**GIVEN TASK**
How many lines of the records below contain the string "jersey"? Reply with the number alone.

[Excerpts of pointing data]
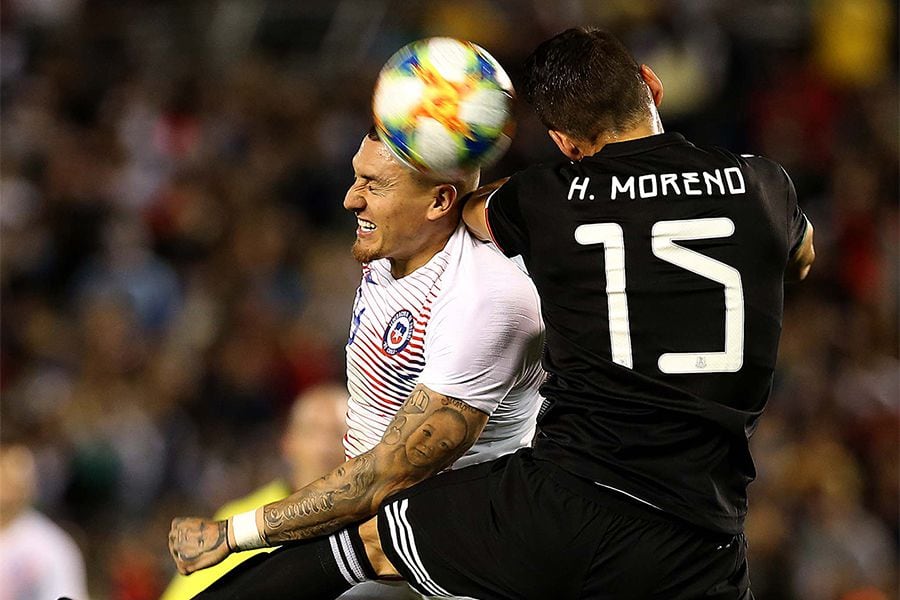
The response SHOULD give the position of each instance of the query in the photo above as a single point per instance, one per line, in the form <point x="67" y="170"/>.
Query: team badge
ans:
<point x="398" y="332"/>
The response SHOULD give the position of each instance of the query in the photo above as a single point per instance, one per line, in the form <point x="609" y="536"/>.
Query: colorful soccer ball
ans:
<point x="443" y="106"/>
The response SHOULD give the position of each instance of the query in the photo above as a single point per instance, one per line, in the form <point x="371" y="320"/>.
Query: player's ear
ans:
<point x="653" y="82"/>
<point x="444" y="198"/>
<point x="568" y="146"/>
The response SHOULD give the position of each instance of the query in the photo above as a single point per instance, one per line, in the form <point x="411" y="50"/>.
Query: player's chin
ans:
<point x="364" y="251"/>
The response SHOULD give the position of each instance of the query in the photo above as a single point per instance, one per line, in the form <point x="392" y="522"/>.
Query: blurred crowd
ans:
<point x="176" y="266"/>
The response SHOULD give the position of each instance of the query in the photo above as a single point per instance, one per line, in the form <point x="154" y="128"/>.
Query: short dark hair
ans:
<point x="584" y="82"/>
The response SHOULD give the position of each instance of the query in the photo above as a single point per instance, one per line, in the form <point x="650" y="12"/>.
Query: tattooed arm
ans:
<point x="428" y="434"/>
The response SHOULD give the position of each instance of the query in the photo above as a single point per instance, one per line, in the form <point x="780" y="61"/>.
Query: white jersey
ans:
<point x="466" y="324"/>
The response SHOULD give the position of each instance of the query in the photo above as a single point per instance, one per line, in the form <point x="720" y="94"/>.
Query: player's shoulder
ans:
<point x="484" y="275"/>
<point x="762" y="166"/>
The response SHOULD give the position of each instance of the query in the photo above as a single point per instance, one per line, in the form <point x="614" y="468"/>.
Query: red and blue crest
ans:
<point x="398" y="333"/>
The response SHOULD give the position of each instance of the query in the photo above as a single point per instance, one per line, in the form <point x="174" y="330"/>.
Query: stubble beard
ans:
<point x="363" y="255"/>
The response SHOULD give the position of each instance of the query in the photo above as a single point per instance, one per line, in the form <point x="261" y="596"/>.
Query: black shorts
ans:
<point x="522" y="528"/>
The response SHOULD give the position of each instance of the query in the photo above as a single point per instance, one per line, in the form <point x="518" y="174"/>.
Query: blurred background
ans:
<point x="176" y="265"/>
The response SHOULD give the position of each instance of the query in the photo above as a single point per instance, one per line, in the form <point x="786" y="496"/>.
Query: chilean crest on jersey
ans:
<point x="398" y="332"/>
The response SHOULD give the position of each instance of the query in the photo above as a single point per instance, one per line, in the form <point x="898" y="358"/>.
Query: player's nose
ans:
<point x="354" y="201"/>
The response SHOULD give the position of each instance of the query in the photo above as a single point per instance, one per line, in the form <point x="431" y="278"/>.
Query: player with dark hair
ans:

**WRITTEN RESPONSE**
2